* [Given exercise] Copy the rows word for word, starting at the line that contains "Target: bush" and ending at the line that contains "[[[120,56],[115,56],[115,57],[120,57]]]", with both of those lines included.

::: Records for this exercise

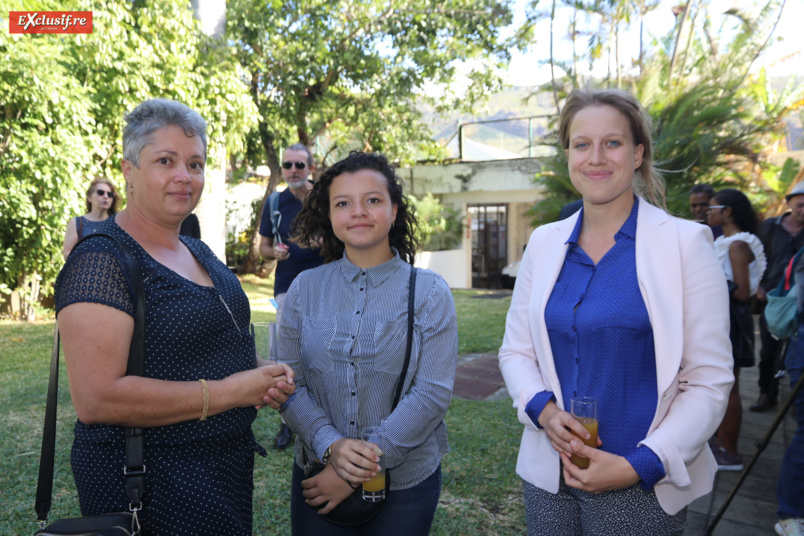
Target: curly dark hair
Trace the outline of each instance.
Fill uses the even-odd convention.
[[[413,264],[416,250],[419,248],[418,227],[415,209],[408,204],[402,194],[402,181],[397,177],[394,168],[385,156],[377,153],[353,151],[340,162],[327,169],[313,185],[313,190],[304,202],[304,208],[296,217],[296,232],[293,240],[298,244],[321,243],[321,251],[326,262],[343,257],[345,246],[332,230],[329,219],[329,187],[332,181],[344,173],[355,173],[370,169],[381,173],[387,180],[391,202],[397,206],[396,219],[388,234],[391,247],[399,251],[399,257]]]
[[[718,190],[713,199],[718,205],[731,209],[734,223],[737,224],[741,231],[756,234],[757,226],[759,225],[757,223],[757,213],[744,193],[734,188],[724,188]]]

::::::
::: Records for this exercise

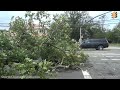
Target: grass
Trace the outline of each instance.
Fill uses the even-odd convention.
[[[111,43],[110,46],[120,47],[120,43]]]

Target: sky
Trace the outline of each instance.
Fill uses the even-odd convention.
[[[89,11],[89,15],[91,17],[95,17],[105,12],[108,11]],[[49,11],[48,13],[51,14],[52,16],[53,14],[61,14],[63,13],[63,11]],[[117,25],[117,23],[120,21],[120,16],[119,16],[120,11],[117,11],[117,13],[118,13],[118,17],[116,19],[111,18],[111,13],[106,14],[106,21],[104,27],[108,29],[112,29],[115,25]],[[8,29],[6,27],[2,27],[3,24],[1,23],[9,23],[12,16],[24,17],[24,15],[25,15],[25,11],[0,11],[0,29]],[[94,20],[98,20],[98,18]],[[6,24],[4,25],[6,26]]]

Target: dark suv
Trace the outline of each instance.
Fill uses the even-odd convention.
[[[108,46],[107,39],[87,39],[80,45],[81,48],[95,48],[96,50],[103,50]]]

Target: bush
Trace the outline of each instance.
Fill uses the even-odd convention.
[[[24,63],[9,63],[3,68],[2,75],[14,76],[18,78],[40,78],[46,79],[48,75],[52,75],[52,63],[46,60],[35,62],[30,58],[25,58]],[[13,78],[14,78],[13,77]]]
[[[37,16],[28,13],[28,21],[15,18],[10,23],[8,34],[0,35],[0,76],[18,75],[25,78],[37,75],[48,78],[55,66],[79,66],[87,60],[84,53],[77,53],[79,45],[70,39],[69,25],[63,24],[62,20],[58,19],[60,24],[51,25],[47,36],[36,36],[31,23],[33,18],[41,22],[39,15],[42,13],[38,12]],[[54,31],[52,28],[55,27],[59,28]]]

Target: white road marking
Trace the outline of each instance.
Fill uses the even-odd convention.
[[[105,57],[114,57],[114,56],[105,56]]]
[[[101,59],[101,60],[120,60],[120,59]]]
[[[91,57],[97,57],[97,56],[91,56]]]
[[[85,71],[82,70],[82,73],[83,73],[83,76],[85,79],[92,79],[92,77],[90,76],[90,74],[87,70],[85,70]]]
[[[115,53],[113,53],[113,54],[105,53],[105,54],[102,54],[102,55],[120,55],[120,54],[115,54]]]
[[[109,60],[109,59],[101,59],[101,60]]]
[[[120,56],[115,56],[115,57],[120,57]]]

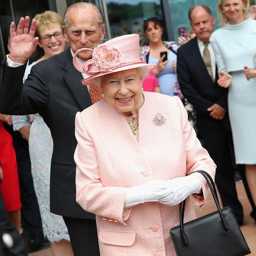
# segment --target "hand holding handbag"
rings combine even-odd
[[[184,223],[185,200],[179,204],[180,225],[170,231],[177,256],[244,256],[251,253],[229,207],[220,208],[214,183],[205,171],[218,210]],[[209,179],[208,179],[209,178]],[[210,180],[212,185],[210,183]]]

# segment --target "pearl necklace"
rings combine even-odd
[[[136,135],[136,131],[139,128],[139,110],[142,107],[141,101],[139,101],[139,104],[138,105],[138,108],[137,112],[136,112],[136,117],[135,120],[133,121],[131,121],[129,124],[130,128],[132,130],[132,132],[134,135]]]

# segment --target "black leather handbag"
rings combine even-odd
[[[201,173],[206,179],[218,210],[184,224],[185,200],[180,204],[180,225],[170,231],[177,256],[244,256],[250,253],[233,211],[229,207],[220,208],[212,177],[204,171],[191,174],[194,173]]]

::::::
::: Records for this exercise

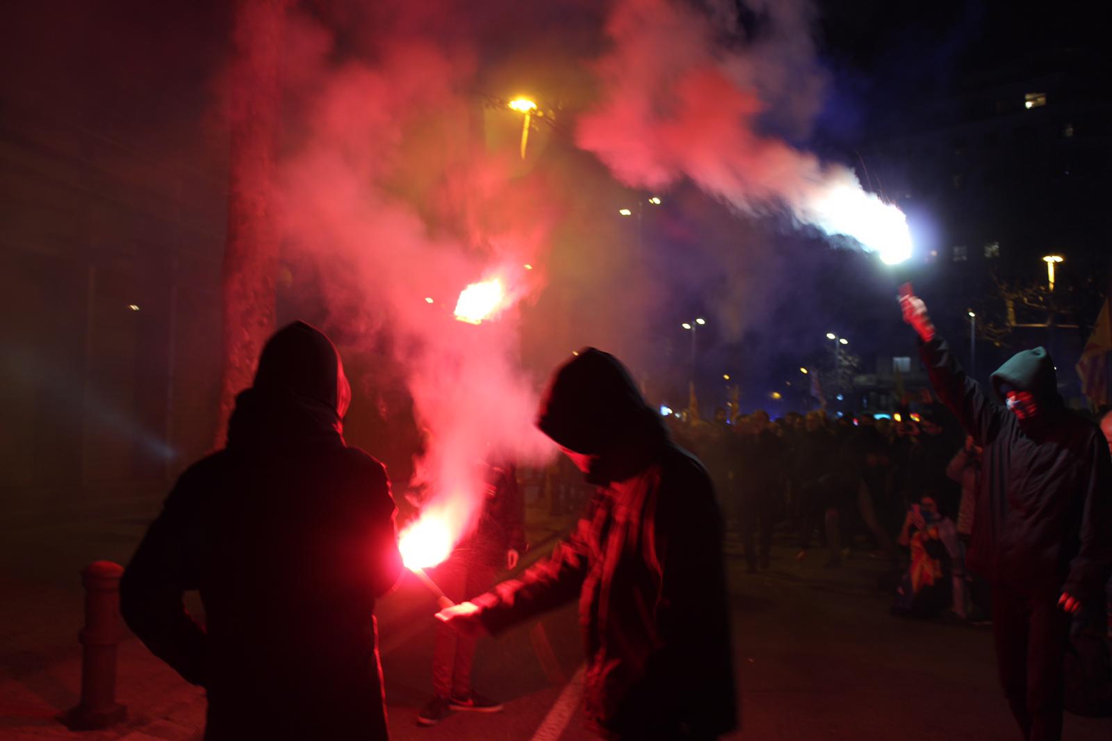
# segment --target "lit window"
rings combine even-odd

::::::

* [Expected answer]
Target: bush
Trace the outline of each instance.
Fill uses the even-odd convention.
[[[24,63],[9,63],[3,68],[2,75],[14,76],[18,78],[40,78],[46,79],[48,75],[52,75],[52,63],[46,60],[35,62],[30,58],[25,58]],[[13,78],[14,78],[13,77]]]
[[[37,16],[28,13],[28,21],[15,18],[10,23],[8,34],[0,35],[0,76],[18,75],[25,78],[37,75],[48,78],[55,66],[79,66],[87,60],[84,53],[77,53],[79,45],[70,39],[69,25],[63,24],[62,20],[58,19],[60,24],[51,25],[47,36],[36,36],[31,23],[33,18],[41,22],[39,15],[42,13],[38,12]],[[54,31],[52,28],[55,27],[59,28]]]

Target: white road marking
Trace the outline of each instance.
Fill uses the even-odd convention.
[[[105,57],[114,57],[114,56],[105,56]]]
[[[101,59],[101,60],[120,60],[120,59]]]
[[[91,57],[97,57],[97,56],[91,56]]]
[[[85,71],[82,70],[82,73],[83,73],[83,76],[85,79],[92,79],[92,77],[90,76],[90,74],[87,70],[85,70]]]
[[[115,53],[113,53],[113,54],[105,53],[105,54],[102,54],[102,55],[120,55],[120,54],[115,54]]]
[[[109,60],[109,59],[101,59],[101,60]]]
[[[120,56],[115,56],[115,57],[120,57]]]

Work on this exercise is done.